- [Task instructions] In the listing below, count each line containing "will" and answer with the count only.

- [Data records]
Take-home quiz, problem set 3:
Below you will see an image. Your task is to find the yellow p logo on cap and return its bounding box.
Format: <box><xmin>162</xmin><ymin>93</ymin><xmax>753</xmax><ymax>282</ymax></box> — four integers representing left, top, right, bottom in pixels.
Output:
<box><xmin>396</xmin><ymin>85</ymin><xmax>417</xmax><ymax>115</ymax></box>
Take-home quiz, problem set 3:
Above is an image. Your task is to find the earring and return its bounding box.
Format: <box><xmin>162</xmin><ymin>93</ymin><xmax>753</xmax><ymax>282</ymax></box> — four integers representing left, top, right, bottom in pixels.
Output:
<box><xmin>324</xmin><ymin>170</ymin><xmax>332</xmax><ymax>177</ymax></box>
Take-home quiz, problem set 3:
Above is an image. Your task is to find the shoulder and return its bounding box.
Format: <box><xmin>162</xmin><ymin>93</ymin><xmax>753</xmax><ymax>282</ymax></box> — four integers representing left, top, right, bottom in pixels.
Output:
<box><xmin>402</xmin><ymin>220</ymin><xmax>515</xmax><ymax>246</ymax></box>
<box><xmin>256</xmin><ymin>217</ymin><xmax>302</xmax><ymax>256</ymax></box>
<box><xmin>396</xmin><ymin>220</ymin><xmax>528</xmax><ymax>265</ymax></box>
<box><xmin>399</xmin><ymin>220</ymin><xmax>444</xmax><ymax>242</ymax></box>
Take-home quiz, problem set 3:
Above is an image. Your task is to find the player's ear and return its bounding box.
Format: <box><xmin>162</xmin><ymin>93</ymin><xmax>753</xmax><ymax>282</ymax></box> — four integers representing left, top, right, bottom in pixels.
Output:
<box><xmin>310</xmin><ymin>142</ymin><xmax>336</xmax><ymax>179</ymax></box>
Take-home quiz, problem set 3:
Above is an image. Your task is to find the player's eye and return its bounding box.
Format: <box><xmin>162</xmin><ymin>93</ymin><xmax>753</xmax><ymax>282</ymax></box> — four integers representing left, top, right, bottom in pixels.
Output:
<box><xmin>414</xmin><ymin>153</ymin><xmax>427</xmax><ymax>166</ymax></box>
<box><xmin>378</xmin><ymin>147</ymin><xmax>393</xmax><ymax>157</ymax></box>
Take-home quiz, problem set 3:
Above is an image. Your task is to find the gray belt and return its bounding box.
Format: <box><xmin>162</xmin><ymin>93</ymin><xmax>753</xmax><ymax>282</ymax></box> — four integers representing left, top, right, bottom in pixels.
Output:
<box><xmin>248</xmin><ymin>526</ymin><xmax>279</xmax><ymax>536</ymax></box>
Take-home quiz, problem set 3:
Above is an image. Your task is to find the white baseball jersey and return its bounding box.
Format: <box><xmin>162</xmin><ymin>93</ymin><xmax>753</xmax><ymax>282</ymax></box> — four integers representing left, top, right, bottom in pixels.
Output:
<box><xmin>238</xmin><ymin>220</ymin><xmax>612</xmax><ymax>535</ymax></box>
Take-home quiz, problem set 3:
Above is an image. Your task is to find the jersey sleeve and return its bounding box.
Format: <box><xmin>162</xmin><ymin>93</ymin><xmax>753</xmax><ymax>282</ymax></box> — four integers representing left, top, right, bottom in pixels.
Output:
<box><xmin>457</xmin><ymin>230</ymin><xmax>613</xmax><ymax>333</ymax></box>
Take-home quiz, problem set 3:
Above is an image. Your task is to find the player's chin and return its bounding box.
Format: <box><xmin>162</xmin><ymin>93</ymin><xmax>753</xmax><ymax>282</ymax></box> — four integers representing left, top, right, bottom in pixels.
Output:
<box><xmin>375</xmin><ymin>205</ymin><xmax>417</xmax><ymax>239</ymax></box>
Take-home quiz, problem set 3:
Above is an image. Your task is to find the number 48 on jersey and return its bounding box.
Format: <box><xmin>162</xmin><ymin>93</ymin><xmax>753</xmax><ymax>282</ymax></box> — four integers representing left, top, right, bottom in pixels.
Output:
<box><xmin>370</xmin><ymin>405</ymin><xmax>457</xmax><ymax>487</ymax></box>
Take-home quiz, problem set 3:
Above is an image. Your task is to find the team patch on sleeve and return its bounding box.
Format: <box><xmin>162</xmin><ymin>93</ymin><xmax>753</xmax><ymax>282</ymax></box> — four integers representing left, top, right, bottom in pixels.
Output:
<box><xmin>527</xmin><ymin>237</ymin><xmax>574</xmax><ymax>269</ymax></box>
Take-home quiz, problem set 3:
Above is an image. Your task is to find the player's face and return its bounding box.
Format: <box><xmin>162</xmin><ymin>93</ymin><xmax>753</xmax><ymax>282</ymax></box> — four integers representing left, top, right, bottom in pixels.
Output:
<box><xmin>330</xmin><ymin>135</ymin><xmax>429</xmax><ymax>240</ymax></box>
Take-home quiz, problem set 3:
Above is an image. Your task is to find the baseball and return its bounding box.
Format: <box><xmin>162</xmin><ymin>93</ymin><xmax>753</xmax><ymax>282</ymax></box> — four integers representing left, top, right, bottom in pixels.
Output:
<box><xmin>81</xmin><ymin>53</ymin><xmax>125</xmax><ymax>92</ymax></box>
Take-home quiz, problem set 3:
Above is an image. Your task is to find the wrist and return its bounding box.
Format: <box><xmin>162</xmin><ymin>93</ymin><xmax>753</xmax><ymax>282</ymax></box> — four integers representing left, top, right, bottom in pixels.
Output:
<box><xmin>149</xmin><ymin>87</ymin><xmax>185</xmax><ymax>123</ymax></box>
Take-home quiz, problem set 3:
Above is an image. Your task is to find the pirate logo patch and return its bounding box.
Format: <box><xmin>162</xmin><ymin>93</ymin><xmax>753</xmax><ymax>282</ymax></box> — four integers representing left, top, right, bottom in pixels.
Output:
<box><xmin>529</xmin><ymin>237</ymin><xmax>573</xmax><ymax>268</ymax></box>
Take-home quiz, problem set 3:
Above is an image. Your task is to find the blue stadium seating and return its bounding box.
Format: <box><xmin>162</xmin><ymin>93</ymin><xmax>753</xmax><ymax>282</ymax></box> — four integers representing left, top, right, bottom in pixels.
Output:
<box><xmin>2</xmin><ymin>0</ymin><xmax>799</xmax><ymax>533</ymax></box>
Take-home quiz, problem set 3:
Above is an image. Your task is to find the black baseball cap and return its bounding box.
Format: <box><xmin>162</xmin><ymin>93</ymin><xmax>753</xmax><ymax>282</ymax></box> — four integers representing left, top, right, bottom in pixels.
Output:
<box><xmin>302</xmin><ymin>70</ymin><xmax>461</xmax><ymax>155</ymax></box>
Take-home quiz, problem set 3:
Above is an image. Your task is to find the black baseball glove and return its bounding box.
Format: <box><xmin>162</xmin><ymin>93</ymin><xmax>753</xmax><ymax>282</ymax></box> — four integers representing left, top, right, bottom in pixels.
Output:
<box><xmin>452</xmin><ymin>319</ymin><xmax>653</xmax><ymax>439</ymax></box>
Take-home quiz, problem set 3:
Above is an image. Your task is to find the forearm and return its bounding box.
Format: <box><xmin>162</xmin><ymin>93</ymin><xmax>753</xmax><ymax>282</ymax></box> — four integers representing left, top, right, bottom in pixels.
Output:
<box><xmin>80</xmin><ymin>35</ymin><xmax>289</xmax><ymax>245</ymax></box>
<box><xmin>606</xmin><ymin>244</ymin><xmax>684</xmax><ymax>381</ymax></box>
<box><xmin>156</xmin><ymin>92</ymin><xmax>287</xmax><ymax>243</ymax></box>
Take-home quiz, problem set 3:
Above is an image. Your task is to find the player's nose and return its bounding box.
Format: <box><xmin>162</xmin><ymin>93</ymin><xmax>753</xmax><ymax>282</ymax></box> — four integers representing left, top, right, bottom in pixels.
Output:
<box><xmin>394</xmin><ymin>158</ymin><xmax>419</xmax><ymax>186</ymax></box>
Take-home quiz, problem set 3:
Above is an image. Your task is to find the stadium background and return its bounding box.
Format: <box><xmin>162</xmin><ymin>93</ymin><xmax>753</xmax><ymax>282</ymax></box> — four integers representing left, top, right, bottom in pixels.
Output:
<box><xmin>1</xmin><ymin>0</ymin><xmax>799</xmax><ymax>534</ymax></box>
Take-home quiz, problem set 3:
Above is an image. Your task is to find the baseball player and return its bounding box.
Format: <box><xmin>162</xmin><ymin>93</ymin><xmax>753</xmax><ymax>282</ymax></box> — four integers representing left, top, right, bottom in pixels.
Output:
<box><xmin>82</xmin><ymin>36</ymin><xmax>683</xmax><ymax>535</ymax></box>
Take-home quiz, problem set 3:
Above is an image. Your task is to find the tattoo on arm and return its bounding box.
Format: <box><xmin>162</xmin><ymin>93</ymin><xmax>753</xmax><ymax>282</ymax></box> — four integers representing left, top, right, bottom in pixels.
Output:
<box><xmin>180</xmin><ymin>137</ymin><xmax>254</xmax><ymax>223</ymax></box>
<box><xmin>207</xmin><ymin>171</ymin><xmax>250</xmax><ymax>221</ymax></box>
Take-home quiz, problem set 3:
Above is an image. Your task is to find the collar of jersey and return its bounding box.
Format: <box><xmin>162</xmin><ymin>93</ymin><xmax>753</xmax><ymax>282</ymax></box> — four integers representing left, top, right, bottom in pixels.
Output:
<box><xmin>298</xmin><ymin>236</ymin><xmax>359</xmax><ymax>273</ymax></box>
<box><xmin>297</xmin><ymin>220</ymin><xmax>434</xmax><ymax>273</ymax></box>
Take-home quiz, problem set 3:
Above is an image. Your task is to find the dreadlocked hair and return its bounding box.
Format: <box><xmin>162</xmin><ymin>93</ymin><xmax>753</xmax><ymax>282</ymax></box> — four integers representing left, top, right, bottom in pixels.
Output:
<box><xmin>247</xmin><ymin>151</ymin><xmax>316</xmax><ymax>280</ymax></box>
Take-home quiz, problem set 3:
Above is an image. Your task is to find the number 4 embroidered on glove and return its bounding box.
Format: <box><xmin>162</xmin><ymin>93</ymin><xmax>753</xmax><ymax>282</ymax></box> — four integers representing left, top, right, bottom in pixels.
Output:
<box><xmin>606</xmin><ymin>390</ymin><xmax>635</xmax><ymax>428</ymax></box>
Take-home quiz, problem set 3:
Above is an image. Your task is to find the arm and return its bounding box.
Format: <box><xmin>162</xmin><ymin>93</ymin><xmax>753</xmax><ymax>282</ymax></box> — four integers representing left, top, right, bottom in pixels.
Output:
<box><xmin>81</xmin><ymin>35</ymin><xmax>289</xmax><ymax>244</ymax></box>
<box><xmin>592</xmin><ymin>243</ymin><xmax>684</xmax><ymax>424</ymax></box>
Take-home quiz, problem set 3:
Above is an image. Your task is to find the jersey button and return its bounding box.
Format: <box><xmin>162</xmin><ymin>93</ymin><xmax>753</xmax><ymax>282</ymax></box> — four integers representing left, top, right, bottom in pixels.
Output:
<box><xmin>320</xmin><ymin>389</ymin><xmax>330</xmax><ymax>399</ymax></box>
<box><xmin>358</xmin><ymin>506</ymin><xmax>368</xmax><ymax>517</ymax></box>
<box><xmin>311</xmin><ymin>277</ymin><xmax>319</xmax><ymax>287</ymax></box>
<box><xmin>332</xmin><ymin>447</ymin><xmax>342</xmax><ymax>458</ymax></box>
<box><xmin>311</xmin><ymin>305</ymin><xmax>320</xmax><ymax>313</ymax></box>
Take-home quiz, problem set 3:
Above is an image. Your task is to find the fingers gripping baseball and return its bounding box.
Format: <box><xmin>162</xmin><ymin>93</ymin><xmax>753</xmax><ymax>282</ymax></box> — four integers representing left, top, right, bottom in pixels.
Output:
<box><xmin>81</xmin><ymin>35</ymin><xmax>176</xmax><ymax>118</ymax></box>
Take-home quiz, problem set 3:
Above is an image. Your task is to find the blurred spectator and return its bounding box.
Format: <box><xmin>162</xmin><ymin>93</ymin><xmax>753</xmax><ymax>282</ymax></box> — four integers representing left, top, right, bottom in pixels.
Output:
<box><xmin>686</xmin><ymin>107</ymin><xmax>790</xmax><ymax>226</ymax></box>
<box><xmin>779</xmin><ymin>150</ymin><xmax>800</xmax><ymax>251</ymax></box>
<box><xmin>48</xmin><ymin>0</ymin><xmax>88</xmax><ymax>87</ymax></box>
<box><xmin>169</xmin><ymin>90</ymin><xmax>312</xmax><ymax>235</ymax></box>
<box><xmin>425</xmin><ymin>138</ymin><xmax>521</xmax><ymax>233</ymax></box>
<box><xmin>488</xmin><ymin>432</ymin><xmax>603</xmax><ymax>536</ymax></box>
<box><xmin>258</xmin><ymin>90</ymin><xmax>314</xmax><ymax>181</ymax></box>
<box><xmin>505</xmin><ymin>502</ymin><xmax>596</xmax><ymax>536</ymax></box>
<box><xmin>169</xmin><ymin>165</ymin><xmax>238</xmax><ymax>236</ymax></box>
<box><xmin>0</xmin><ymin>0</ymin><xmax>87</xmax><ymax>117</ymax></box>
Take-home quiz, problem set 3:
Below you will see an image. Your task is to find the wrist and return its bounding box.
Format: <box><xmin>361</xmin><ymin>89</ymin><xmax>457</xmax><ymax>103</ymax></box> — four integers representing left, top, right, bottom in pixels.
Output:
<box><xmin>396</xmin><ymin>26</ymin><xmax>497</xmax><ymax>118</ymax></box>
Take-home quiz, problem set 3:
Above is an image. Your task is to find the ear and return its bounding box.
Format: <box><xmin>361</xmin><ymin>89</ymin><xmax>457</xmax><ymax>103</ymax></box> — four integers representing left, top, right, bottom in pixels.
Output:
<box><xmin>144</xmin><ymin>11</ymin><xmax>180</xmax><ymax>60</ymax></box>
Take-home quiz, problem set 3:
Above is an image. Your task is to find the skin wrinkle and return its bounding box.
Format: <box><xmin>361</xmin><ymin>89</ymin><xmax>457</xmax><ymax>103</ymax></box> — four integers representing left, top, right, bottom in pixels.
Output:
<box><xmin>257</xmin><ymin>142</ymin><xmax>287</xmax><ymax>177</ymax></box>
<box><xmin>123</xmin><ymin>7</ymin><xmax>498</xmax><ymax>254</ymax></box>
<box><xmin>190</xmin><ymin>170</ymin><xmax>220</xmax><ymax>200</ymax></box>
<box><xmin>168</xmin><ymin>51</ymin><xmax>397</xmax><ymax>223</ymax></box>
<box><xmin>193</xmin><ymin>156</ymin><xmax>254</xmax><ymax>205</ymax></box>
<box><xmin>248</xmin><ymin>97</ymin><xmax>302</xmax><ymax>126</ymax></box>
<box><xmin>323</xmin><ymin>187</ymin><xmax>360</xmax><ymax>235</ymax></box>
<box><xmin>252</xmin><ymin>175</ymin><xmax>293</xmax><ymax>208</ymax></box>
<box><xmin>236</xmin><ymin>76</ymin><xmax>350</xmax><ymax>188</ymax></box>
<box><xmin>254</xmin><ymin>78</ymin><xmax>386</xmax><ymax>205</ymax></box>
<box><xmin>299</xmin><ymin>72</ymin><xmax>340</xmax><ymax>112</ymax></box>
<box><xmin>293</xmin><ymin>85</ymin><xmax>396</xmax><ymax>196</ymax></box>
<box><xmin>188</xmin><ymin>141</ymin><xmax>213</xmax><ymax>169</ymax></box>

- [Result of this task] 2